* **STATED TASK**
Report every line in the records below that contains the string "mountain", treating uppercase and lowercase as different.

* **Labeled-object pointing entries**

==================================================

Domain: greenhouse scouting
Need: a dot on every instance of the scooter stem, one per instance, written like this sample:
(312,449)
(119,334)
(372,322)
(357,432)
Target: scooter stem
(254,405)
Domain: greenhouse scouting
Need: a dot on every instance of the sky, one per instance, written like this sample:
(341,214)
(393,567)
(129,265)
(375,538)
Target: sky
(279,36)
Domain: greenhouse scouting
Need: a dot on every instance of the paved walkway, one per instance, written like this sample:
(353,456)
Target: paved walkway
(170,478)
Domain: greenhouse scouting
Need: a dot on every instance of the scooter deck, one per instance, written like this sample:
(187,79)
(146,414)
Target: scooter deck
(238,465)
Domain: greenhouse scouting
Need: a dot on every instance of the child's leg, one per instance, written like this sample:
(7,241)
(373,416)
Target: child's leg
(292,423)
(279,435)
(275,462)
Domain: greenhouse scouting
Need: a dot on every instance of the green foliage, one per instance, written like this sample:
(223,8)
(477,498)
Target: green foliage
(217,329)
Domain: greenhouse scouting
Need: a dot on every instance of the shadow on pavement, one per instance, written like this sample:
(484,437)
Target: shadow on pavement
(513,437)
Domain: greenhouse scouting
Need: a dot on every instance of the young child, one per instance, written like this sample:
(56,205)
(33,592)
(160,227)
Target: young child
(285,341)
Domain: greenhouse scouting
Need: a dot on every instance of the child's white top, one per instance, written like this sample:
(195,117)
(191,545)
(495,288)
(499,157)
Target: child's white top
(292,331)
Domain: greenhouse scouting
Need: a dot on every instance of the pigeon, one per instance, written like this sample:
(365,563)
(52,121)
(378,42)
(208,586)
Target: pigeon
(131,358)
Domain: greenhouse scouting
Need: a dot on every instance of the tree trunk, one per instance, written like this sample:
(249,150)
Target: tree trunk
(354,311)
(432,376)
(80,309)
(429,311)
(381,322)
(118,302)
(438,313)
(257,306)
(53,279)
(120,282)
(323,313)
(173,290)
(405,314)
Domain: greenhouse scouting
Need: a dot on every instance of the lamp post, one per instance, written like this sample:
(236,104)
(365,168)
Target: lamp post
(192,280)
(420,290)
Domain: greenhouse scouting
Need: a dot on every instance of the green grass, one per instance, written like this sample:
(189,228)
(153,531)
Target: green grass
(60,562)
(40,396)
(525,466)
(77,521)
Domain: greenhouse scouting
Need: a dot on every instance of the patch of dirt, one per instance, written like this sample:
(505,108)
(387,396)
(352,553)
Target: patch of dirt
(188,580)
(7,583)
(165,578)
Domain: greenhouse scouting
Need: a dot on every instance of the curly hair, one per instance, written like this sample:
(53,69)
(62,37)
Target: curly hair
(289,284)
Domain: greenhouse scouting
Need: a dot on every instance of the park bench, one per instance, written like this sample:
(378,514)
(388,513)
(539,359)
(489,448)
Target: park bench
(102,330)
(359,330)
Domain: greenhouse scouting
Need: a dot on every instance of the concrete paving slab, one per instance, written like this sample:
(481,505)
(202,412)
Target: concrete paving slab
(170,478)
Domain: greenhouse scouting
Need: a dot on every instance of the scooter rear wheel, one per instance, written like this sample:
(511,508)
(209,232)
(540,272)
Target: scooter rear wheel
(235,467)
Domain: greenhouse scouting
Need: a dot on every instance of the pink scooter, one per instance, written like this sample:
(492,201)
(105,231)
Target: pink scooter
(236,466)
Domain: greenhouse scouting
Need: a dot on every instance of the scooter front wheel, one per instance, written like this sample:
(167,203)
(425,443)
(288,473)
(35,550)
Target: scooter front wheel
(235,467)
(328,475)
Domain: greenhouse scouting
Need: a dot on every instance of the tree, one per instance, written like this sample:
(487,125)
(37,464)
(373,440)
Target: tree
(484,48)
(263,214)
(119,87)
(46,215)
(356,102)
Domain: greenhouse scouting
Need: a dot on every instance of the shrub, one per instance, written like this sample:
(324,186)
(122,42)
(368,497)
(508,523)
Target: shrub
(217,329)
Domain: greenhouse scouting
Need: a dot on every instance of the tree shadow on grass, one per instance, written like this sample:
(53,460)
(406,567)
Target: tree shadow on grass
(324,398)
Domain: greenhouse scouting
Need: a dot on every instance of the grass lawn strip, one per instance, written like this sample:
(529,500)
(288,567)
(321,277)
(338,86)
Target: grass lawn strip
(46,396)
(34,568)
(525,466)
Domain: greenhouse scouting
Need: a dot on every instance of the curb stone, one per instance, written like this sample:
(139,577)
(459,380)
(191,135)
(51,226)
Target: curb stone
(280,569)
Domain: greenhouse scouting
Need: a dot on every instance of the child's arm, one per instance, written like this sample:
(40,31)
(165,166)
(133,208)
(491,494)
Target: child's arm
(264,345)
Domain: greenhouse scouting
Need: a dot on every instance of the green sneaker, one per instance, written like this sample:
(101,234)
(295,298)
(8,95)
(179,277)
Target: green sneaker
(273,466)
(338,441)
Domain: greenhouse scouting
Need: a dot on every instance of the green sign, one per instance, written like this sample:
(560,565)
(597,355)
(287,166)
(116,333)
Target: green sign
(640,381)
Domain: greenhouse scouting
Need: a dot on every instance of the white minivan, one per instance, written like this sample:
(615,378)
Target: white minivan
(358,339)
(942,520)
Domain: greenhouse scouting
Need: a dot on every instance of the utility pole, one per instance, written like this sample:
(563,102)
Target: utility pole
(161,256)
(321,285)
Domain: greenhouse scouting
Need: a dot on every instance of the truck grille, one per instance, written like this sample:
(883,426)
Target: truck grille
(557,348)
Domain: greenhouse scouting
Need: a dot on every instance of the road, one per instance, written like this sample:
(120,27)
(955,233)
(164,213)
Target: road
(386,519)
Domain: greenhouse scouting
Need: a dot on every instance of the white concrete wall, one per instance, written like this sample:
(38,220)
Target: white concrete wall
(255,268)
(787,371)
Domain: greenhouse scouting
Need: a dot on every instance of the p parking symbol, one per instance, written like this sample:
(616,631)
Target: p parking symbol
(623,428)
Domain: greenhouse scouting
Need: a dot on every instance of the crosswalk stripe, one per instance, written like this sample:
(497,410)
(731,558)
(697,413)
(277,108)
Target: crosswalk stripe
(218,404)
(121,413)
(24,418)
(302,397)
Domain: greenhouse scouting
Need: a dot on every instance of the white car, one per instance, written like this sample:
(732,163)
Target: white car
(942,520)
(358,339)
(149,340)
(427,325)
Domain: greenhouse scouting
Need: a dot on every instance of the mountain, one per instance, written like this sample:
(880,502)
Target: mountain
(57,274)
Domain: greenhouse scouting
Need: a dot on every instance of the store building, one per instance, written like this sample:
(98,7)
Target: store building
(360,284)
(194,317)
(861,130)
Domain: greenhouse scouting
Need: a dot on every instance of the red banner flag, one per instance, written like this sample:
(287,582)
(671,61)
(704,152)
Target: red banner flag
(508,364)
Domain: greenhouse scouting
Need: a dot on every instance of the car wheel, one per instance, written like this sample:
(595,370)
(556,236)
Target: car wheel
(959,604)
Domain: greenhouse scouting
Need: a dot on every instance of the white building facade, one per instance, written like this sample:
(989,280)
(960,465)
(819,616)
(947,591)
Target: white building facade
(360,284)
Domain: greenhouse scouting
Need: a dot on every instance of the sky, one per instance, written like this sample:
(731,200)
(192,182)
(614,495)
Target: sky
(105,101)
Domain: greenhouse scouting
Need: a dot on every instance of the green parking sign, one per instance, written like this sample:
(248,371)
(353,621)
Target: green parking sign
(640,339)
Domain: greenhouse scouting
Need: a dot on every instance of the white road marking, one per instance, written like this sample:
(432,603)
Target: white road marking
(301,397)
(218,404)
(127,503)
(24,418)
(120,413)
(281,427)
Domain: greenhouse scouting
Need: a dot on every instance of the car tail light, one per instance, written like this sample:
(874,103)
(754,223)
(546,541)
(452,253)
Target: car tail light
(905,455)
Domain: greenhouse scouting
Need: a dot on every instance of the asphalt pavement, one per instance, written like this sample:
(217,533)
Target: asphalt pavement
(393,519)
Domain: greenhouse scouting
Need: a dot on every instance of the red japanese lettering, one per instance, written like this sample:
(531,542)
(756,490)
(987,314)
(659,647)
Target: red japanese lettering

==================================================

* **SOLUTION TO THIS PROBLEM**
Need: a dot on every instance of the mountain, one per instance, written like this sample:
Target: mountain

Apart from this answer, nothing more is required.